What is expected
Gather every line in the data below that contains the string "sneaker". Matching is case-sensitive.

Extracted records
▬▬▬▬▬▬▬▬▬▬

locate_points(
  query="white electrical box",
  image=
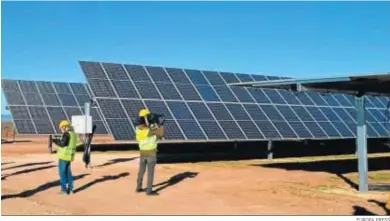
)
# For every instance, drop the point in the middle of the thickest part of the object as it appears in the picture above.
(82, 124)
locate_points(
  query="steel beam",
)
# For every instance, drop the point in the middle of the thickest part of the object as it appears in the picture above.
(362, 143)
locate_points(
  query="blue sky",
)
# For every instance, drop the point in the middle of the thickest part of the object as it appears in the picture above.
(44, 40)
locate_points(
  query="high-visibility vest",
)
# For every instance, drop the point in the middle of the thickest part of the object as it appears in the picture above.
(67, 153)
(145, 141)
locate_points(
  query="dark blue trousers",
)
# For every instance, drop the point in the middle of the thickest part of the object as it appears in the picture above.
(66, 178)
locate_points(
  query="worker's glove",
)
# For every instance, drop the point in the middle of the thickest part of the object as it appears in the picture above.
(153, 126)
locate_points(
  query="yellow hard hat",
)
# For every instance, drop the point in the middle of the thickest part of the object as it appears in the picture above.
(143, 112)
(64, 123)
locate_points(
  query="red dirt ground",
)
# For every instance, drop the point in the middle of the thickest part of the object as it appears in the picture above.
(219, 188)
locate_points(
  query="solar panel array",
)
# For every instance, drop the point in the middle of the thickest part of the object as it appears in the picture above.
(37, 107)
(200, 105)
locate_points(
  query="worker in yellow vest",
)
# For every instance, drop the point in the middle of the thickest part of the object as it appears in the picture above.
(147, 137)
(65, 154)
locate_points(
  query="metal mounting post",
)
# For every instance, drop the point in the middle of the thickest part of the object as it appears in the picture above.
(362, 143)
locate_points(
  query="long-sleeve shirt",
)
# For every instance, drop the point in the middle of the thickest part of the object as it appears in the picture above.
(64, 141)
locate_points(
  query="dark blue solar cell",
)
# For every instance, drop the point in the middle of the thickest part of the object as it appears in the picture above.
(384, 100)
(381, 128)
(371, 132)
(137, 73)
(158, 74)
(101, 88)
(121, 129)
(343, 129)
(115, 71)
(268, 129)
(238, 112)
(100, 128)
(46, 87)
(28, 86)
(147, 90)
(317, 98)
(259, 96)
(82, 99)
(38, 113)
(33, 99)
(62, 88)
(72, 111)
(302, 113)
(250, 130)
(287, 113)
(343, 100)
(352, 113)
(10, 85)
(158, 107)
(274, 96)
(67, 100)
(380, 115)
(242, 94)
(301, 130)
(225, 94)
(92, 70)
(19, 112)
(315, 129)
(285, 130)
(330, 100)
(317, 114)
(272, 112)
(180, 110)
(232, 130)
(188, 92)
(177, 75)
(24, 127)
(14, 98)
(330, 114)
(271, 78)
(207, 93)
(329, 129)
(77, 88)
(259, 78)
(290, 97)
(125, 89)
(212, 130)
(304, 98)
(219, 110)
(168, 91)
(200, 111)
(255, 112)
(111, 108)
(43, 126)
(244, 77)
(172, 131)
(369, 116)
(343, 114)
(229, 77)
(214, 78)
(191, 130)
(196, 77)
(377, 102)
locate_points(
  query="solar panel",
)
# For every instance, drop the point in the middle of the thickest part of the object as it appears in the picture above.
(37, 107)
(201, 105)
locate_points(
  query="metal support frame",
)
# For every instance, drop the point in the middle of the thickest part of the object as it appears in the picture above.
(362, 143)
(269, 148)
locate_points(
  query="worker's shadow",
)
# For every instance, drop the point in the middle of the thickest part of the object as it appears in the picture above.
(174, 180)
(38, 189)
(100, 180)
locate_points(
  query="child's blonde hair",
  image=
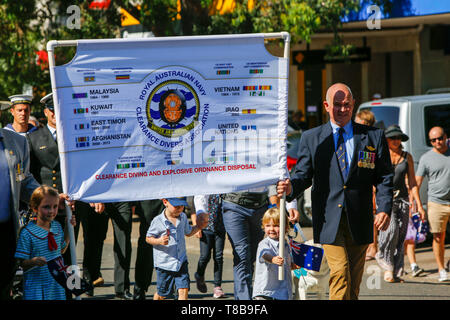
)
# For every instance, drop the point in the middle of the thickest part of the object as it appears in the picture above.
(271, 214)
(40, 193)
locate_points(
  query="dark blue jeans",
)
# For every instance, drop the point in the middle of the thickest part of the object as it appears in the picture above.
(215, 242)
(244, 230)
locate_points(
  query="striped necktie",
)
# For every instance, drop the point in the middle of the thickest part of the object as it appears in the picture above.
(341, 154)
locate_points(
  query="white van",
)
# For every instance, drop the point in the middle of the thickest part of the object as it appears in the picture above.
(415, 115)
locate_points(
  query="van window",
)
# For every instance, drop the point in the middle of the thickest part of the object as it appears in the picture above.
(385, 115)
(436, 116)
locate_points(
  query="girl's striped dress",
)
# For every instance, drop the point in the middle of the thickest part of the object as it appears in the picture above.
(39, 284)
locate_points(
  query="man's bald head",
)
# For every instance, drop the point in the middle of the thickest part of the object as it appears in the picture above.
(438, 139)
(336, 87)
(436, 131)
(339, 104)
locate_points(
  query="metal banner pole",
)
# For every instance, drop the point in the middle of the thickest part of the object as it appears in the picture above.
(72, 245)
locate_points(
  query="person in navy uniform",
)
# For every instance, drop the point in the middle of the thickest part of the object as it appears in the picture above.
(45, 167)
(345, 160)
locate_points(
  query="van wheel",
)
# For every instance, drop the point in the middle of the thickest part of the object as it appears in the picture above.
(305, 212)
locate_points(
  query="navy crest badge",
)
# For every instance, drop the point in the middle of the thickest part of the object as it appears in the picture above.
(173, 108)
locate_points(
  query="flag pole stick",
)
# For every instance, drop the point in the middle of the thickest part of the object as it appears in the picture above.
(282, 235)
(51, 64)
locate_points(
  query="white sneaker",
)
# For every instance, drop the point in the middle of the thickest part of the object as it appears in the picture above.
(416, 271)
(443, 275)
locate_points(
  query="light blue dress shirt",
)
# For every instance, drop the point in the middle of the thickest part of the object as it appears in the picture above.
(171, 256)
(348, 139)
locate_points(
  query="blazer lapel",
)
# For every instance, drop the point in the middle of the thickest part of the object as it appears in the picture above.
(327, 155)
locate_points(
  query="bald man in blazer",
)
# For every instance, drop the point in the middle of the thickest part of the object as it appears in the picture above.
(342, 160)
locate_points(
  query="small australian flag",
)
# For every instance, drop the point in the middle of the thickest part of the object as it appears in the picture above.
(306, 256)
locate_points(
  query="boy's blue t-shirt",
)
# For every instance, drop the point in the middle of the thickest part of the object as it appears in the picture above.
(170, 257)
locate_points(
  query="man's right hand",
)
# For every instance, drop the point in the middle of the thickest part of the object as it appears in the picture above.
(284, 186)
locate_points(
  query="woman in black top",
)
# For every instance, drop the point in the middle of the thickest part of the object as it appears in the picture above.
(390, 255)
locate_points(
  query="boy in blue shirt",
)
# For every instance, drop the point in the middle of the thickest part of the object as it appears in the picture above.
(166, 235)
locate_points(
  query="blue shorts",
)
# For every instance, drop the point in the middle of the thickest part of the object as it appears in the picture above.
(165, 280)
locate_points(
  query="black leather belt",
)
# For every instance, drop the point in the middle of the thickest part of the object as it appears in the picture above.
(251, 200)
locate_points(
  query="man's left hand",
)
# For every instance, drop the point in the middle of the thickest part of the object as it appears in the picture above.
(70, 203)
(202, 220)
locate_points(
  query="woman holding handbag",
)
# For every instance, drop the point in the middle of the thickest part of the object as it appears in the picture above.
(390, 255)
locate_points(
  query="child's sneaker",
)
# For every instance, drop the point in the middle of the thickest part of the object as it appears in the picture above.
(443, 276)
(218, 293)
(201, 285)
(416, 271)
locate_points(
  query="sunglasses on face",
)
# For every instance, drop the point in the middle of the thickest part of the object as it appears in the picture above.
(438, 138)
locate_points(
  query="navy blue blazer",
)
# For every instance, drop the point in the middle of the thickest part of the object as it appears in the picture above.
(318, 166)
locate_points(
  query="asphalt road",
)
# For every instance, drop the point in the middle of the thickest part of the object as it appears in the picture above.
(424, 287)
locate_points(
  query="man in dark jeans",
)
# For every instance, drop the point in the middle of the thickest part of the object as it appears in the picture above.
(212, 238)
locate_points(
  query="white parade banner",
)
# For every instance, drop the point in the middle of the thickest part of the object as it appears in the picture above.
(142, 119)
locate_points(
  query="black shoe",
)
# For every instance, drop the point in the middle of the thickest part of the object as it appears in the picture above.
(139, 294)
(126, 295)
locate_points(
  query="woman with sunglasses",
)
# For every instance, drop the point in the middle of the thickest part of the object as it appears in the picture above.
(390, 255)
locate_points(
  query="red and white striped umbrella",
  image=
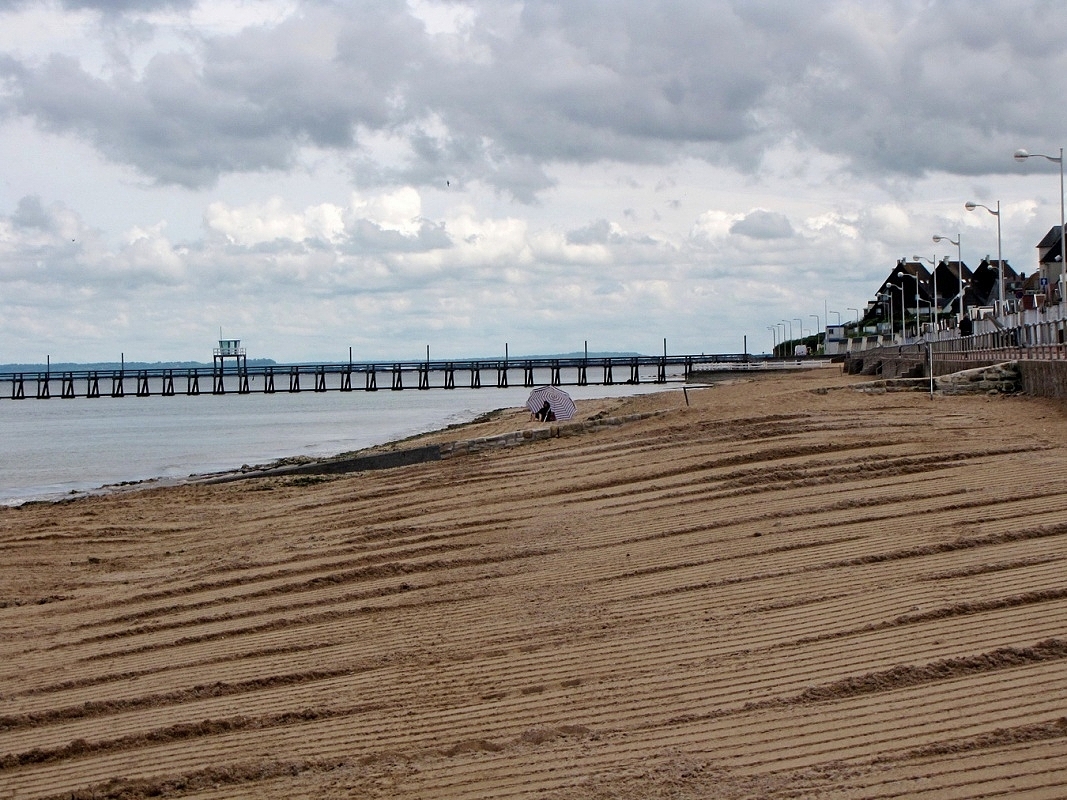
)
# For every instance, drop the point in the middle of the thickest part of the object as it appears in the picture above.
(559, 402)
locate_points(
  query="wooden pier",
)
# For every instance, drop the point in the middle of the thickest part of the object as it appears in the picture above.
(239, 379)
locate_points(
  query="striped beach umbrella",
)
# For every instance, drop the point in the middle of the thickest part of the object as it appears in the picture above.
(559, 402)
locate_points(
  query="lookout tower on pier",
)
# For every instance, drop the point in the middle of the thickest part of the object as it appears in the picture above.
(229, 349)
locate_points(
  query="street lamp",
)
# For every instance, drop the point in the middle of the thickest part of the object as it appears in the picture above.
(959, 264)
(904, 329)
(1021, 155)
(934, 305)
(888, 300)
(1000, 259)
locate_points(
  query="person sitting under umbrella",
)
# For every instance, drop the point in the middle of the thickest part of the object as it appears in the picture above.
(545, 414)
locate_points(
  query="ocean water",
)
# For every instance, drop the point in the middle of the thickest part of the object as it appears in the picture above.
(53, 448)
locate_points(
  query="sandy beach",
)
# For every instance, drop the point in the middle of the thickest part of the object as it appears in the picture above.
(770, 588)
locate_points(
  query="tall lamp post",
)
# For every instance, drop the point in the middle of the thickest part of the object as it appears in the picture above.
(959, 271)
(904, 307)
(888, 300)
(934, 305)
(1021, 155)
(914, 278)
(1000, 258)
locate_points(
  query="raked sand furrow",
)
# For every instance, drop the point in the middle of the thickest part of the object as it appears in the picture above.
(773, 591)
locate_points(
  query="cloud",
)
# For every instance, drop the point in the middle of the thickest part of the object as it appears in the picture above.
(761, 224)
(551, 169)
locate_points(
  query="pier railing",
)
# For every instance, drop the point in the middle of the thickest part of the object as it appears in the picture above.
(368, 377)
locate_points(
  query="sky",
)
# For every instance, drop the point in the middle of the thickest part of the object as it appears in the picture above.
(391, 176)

▬▬▬▬▬▬▬▬▬▬

Final result
  query="white sneaker",
  query="child's sneaker",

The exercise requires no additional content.